### TRY IT
Each record, exactly as written, should be printed again.

### PROVIDED DATA
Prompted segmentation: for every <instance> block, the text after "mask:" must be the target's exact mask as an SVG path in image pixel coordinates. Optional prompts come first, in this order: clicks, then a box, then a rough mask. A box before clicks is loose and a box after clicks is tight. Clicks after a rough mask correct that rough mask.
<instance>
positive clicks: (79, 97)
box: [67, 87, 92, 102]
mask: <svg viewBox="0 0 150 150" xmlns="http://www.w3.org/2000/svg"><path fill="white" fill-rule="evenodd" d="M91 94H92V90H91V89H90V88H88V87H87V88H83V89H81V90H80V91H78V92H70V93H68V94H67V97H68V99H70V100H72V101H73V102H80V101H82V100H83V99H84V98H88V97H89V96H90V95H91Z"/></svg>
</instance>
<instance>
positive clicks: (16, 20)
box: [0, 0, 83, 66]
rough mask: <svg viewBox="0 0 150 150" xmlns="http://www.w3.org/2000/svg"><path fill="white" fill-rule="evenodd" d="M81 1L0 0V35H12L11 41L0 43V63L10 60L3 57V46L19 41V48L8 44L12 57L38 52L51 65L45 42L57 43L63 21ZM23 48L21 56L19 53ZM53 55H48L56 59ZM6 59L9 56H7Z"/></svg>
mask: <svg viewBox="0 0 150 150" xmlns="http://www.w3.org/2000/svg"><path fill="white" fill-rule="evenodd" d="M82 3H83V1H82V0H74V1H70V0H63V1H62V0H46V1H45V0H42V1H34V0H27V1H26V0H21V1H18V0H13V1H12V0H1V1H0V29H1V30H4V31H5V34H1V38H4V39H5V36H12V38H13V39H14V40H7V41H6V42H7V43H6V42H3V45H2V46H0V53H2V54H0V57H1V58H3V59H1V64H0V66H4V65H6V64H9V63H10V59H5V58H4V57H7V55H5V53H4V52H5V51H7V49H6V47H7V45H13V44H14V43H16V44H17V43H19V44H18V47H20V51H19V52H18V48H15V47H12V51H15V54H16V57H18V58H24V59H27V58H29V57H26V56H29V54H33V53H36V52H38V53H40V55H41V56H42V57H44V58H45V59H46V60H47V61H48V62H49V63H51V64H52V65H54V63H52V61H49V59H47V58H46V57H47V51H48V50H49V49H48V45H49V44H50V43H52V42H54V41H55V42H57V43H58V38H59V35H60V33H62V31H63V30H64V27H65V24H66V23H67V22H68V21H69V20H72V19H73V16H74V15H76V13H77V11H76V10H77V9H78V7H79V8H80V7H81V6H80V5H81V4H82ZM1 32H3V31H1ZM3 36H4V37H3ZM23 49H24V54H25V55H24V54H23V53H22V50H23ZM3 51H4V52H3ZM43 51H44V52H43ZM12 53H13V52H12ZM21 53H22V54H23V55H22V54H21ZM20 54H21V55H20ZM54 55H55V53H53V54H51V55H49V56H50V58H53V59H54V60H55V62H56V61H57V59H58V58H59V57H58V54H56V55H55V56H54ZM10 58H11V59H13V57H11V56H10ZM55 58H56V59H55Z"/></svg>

### RESPONSE TO THE TASK
Prompted segmentation: for every <instance> block, the text after "mask:" must be the target's exact mask as an SVG path in image pixel coordinates. Optional prompts come first, in this order: clicks, then a box, then a rough mask. A box before clicks is loose and a box after clicks is tight. Clicks after a rough mask correct that rough mask.
<instance>
positive clicks: (79, 97)
box: [67, 87, 92, 102]
mask: <svg viewBox="0 0 150 150" xmlns="http://www.w3.org/2000/svg"><path fill="white" fill-rule="evenodd" d="M91 94H92V90H91V89H90V88H88V87H87V88H83V89H81V90H80V91H78V92H70V93H68V94H67V97H68V99H70V100H72V101H73V102H80V101H82V100H83V99H84V98H88V97H89V96H90V95H91Z"/></svg>
</instance>
<instance>
positive clicks: (16, 20)
box: [0, 0, 83, 66]
rough mask: <svg viewBox="0 0 150 150" xmlns="http://www.w3.org/2000/svg"><path fill="white" fill-rule="evenodd" d="M81 1L0 0V35H12L11 41L0 43V63L10 60L3 57V46L19 41V48L8 44L12 57L38 52L51 65L45 42L57 43L63 21ZM23 48L21 56L19 53ZM53 55H48L56 59ZM6 59L9 56H7Z"/></svg>
mask: <svg viewBox="0 0 150 150" xmlns="http://www.w3.org/2000/svg"><path fill="white" fill-rule="evenodd" d="M82 3H83V1H82V0H74V1H70V0H63V1H62V0H46V1H45V0H42V1H34V0H27V1H26V0H21V1H18V0H13V1H12V0H1V1H0V29H1V30H4V31H5V34H1V38H4V39H5V36H12V38H13V39H14V40H7V41H6V42H7V43H6V42H3V45H2V46H0V53H2V54H0V57H1V58H3V59H1V64H0V66H4V65H6V64H9V63H10V59H5V58H4V57H7V55H5V53H4V52H5V51H7V49H6V47H7V45H13V44H14V43H16V44H17V43H19V44H18V47H20V51H19V52H18V48H15V47H12V51H15V54H16V57H18V58H24V59H27V58H29V57H26V56H29V54H33V53H36V52H38V53H40V55H41V56H42V57H44V58H45V59H46V60H47V61H48V62H49V63H51V64H52V65H54V63H52V61H49V59H47V58H46V57H47V51H48V50H49V49H48V45H49V44H50V43H52V42H54V41H55V42H57V43H58V38H59V35H60V33H62V31H63V30H64V27H65V24H66V23H67V22H68V21H69V20H72V19H73V16H74V15H76V13H77V11H76V10H77V9H78V7H79V8H80V7H81V6H80V5H81V4H82ZM1 32H3V31H1ZM3 36H4V37H3ZM23 49H24V54H25V55H24V54H23V53H22V50H23ZM3 51H4V52H3ZM43 51H44V52H43ZM12 53H13V52H12ZM21 53H22V54H23V55H22V54H21ZM20 54H21V55H20ZM54 55H55V53H53V54H51V55H49V56H50V58H53V59H54V60H55V62H56V61H57V59H58V58H59V57H58V54H56V55H55V56H54ZM10 58H11V59H13V57H11V56H10ZM55 58H56V59H55Z"/></svg>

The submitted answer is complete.